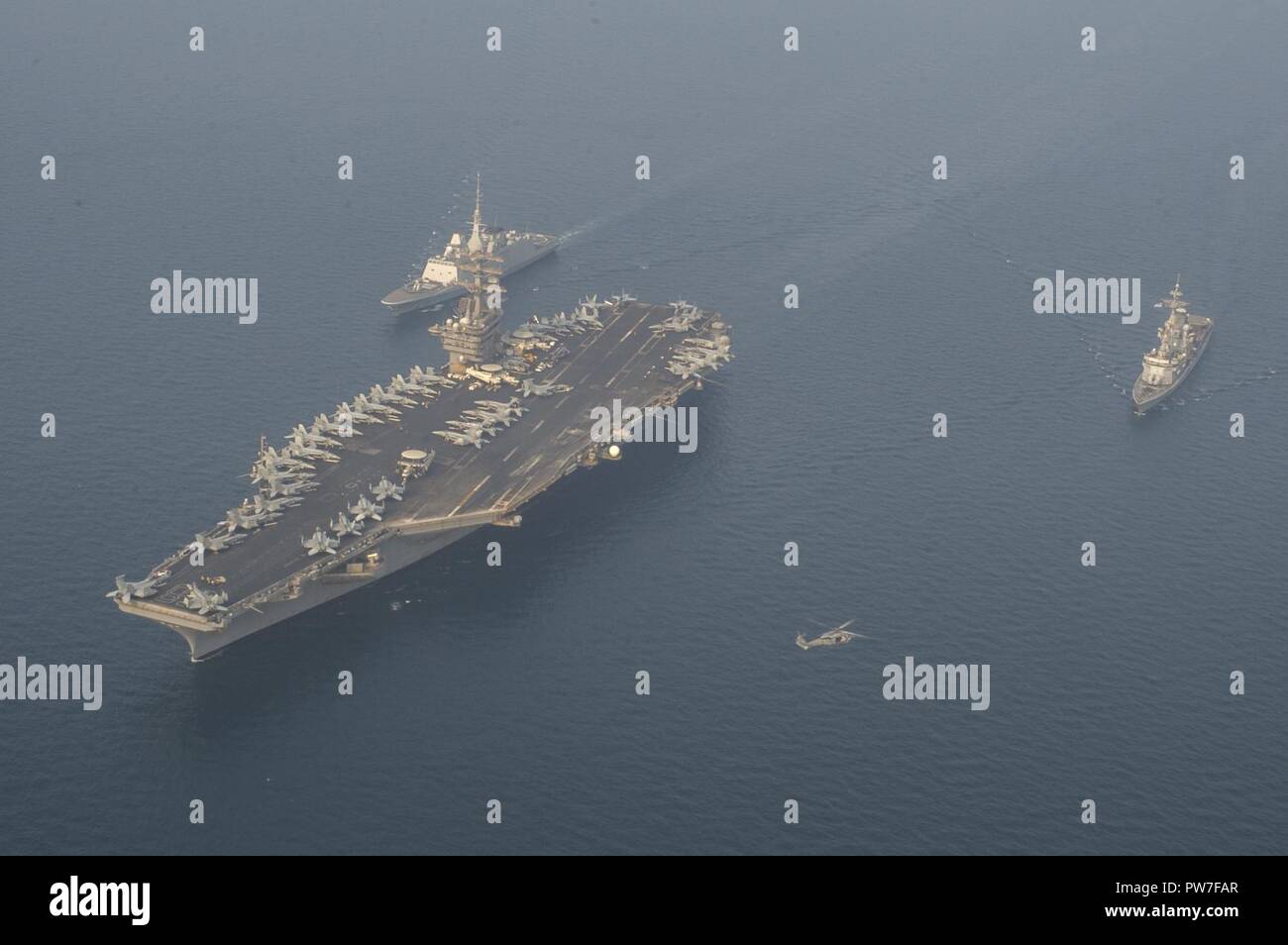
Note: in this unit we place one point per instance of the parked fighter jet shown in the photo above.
(340, 426)
(588, 317)
(463, 439)
(384, 490)
(282, 460)
(539, 389)
(300, 447)
(480, 425)
(430, 376)
(282, 485)
(320, 544)
(211, 542)
(380, 395)
(127, 589)
(674, 323)
(355, 415)
(237, 518)
(511, 406)
(400, 385)
(274, 506)
(204, 602)
(366, 509)
(344, 525)
(313, 438)
(372, 407)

• • • • •

Task directions: Word for word, copy all the entries above, but with no pictures.

Finished exercise:
Note: in this unit we place one point per instance of the parked fighter jet shown in the photo above.
(340, 426)
(588, 317)
(463, 439)
(384, 490)
(282, 460)
(539, 389)
(300, 447)
(480, 425)
(430, 376)
(282, 485)
(320, 544)
(211, 542)
(380, 395)
(127, 589)
(674, 323)
(355, 415)
(237, 518)
(511, 406)
(400, 385)
(274, 506)
(204, 602)
(366, 509)
(344, 525)
(313, 438)
(372, 407)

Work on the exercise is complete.